### Brano proposto
....................

Ma torniamo alla fantascienza, anzi, alle visioni distopiche in procinto di avverarsi, qua e là; qui mi limito a ricordare “La fuga di Logan”, una pellicola del 1976 con Michael York e Farrah Fawcett, dall’omonimo romanzo di William F. Nolan e George C. Johnson.  E’ la storia di una microcomunità di sopravvissuti a un’ecatombe nucleare, che vivono lietamente sotto una cupola controllata da un potente computer e dove la continuità delle generazioni, fermo restando il numero chiuso dei componenti la comunità, è assicurato da procedimenti di clonazione. In uno spazio circoscritto, è ovvio che il numero dei cittadini non può e non deve aumentare, e infatti è tenuto sotto un rigido controllo: allo scoccare dei trent’anni (!), si viene ammessi al Carousel, una cerimonia collettiva periodica, ambientata in un anfiteatro gremito di folla, dove i predestinati vengono eliminati in modo spettacolare. Nel libro e nel film non manca il lieto fine e il protagonista ne sarà il Logan del titolo, guardiano pentito della Legalità. Al termine di un percorso di autocoscienza che lo porterà alla scoperta delle agghiaccianti realtà che si nascondono dietro il perfetto funzionamento di quella macchina della sopravvivenza “felice”, riuscirà a sottrarsi alla clausura e a ritrovare il mondo esterno, con le sue devastazioni, ma anche con le sue libertà, inclusa quella d’invecchiare.

 

Accennavamo a Cicerone, che nel suo “Cato maior de senectute” illustra le prerogative positive della vecchiaia, iniziando col confutare quelle negative: la debolezza e la decadenza del fisico, l’attenuarsi delle capacità intellettive e della memoria, l’impossibilità di godere del piacere dei sensi, il deterioramento del carattere, nella direzione dell’ipocondria, dell’avarizia, degli sbalzi di umore.

....................

### Dati estratti
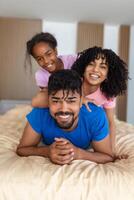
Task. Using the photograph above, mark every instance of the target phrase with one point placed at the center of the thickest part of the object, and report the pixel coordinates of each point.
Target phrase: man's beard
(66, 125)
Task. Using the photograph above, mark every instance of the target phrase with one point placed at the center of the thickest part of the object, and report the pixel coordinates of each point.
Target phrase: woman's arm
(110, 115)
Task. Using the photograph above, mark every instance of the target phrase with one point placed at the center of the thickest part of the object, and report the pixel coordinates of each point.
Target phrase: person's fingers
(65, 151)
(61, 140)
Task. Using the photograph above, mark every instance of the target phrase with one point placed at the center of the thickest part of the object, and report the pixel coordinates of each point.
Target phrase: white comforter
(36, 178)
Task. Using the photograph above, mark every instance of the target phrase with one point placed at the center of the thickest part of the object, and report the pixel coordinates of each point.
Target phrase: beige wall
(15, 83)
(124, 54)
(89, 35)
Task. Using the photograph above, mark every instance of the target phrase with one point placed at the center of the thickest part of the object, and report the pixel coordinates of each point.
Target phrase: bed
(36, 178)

....................

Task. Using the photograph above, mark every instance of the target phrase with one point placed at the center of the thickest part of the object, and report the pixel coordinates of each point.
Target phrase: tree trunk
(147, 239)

....................

### Attività
1. Secondo il brano, a quale età si viene ammessi al Carousel?
2. Aggiorna la parte del brano che va da "Accennavamo a Cicerone, che" fino a "sbalzi di umore." compreso, sostituendo "Cicerone" con "Marco Tullio Cicerone".
3. Spiega perché, nel brano, il numero dei cittadini che vivono sotto la cupola è tenuto sotto un rigido controllo.

### Soluzioni
1. Allo scoccare dei trent'anni.

2.
Accennavamo a Marco Tullio Cicerone, che nel suo “Cato maior de senectute” illustra le prerogative positive della vecchiaia, iniziando col confutare quelle negative: la debolezza e la decadenza del fisico, l’attenuarsi delle capacità intellettive e della memoria, l’impossibilità di godere del piacere dei sensi, il deterioramento del carattere, nella direzione dell’ipocondria, dell’avarizia, degli sbalzi di umore.

3. La comunità vive in uno spazio circoscritto. Per questo il numero dei cittadini non può e non deve aumentare.